Point placement records
━━━━━━━━━━━━━━━━

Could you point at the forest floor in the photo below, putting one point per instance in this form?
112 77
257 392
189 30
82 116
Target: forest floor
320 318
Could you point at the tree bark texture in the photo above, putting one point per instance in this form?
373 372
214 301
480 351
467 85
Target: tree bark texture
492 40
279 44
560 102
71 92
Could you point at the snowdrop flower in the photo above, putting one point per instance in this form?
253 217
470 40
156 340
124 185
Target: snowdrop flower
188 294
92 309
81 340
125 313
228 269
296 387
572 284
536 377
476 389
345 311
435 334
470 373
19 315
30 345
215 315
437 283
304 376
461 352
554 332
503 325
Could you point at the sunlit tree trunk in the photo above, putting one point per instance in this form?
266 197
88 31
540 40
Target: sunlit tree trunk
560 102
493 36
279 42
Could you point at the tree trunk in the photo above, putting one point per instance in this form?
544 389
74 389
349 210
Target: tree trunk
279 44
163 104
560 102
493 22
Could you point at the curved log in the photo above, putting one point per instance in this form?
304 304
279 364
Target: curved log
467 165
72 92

━━━━━━━━━━━━━━━━

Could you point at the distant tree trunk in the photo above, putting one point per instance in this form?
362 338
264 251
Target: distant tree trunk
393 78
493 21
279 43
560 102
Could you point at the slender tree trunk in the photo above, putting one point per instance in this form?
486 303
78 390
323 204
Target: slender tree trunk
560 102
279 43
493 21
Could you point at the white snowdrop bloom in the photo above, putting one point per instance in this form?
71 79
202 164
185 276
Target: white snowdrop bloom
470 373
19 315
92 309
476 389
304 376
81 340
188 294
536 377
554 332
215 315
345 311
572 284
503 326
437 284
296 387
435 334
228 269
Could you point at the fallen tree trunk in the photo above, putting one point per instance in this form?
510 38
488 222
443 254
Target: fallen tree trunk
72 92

━━━━━━━━━━━━━━━━

-- Description of the task --
Identify every line in the listing above that contains the word "fallen", and copy each one.

-- The output --
Could you point at the fallen tree trunk in the photo above, putting one point per instance in this form?
Target: fallen tree trunk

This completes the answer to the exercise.